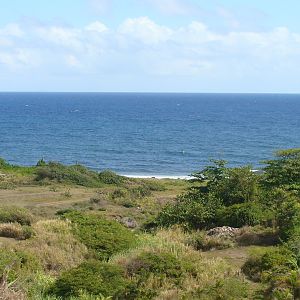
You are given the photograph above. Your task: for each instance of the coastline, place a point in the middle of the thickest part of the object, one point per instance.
(182, 177)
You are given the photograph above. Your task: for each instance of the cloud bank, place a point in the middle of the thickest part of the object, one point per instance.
(142, 55)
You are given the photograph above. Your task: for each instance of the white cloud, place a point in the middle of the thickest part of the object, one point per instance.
(72, 61)
(12, 30)
(97, 26)
(140, 48)
(174, 7)
(100, 6)
(145, 30)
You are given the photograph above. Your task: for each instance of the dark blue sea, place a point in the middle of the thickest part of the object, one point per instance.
(147, 134)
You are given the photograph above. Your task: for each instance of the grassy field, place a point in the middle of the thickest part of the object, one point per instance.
(67, 232)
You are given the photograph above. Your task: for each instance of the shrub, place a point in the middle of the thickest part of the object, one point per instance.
(161, 264)
(288, 218)
(75, 174)
(193, 214)
(16, 231)
(154, 185)
(13, 214)
(17, 263)
(201, 241)
(264, 266)
(284, 170)
(158, 267)
(224, 289)
(238, 215)
(103, 237)
(258, 235)
(109, 177)
(4, 164)
(140, 192)
(93, 277)
(55, 246)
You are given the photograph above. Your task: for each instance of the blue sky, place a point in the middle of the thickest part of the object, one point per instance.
(150, 45)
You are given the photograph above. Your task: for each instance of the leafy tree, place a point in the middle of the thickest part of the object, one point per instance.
(284, 170)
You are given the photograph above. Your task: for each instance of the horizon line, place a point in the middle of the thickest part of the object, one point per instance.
(149, 92)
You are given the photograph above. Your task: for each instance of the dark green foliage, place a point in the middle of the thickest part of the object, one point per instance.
(231, 185)
(190, 213)
(226, 289)
(201, 241)
(103, 237)
(13, 214)
(110, 177)
(75, 174)
(41, 163)
(153, 185)
(140, 192)
(161, 264)
(4, 164)
(240, 185)
(95, 278)
(284, 170)
(288, 218)
(16, 263)
(238, 215)
(279, 260)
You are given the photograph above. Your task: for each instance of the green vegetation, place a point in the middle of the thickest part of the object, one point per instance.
(67, 232)
(103, 237)
(93, 277)
(15, 215)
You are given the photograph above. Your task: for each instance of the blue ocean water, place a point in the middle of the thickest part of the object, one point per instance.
(146, 134)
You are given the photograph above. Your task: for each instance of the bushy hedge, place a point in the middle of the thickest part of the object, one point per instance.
(262, 266)
(13, 214)
(161, 264)
(238, 215)
(16, 231)
(158, 267)
(193, 214)
(109, 177)
(93, 277)
(15, 263)
(103, 237)
(75, 174)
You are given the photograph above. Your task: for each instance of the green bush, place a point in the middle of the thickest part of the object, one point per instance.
(16, 231)
(225, 289)
(109, 177)
(284, 170)
(140, 192)
(288, 218)
(93, 277)
(75, 174)
(263, 267)
(193, 214)
(201, 241)
(103, 237)
(157, 267)
(4, 164)
(238, 215)
(159, 264)
(17, 264)
(13, 214)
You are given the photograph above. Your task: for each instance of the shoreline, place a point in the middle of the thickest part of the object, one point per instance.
(181, 177)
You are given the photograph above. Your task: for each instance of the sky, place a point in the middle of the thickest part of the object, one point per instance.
(235, 46)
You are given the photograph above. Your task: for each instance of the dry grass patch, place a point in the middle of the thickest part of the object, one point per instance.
(199, 273)
(15, 231)
(55, 246)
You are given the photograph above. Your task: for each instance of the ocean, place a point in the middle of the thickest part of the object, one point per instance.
(145, 134)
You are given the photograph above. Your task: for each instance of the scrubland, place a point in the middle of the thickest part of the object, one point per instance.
(67, 232)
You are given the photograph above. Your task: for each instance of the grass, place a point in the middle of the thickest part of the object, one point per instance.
(58, 245)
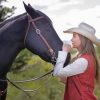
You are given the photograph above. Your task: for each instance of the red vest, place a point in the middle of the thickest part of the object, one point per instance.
(81, 86)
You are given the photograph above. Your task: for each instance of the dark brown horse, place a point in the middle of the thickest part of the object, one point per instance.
(32, 30)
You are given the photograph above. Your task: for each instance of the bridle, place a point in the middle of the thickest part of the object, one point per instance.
(51, 51)
(38, 32)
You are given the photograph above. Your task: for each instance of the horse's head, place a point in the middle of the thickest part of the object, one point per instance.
(41, 38)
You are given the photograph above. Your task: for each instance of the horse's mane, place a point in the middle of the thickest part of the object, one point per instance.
(10, 20)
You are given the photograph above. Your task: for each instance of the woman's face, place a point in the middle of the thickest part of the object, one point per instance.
(76, 41)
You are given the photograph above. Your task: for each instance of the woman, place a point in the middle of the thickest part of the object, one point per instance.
(82, 71)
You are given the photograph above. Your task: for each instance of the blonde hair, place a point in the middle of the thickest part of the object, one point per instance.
(88, 47)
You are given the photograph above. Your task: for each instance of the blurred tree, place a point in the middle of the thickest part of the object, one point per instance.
(5, 12)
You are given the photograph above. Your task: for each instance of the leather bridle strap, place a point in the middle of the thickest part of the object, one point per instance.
(38, 31)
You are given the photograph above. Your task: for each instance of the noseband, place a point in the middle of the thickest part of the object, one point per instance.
(38, 31)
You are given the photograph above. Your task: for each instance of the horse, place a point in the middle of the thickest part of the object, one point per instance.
(32, 30)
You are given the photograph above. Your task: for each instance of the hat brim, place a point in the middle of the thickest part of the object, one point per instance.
(84, 33)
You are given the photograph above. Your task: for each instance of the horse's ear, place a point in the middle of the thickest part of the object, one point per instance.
(31, 11)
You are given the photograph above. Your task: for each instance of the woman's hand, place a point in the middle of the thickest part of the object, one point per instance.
(66, 47)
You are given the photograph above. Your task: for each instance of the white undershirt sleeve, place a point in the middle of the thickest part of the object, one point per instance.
(77, 67)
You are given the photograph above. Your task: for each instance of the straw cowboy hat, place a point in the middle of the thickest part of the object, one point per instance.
(85, 30)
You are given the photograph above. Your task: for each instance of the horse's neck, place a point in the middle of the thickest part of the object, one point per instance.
(12, 41)
(10, 19)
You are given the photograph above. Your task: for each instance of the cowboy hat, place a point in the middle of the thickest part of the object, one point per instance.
(85, 30)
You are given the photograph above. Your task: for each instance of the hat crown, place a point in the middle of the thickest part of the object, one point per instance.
(87, 27)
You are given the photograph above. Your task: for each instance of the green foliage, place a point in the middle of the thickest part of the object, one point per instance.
(49, 87)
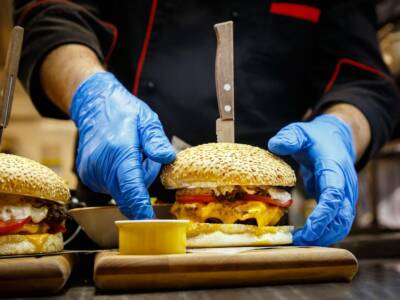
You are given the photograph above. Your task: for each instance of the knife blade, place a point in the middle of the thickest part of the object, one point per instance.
(10, 79)
(224, 82)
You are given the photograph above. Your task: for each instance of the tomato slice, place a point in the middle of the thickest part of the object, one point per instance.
(56, 228)
(12, 225)
(195, 198)
(268, 200)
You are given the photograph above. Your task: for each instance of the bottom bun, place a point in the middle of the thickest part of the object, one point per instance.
(30, 243)
(203, 235)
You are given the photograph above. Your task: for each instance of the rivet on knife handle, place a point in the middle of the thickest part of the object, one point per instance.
(11, 73)
(224, 80)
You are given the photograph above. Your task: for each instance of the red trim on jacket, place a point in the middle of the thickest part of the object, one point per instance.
(114, 41)
(146, 42)
(354, 64)
(298, 11)
(31, 6)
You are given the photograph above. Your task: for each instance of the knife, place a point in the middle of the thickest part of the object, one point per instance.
(11, 73)
(224, 81)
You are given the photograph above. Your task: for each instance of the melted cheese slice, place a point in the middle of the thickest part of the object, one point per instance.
(22, 211)
(38, 240)
(229, 212)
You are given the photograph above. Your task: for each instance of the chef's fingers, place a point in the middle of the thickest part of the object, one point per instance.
(131, 193)
(331, 189)
(151, 170)
(308, 180)
(153, 139)
(336, 231)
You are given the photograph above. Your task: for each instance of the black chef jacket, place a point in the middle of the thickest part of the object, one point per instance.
(290, 56)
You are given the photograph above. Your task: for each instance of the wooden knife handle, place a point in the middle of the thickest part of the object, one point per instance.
(224, 79)
(11, 73)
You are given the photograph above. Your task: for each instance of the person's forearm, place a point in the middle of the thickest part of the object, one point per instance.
(358, 123)
(64, 69)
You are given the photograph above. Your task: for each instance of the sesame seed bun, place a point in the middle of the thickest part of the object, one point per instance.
(25, 177)
(31, 243)
(226, 164)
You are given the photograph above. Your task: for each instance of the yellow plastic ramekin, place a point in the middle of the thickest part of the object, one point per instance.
(148, 237)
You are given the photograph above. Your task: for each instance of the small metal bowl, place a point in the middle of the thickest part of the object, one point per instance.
(99, 222)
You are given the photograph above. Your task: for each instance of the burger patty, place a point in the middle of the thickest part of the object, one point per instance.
(56, 214)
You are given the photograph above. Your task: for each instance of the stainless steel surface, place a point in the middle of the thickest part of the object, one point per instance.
(98, 222)
(11, 73)
(377, 279)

• _WRITTEN INSTRUCTION_
Only the lines from the one that contains "of the small" through the last line should be repeated, each exactly as it stands, with both ends included.

• _EXPECTED ANSWER_
You are given the photograph above. Your task: for each instance of the small metal bowl, place a point in the middle of the thickest part of the object, one point per instance.
(99, 222)
You are given the photograph above. Your task: for each instance of the burger patty, place a point in the middle of the thickest part of the object, one point per instance.
(56, 214)
You are given the photograph above. Your task: for each instance of the stainless steel surface, place a point in the middle of the thickest part of the object, one point per instance.
(98, 222)
(11, 73)
(377, 279)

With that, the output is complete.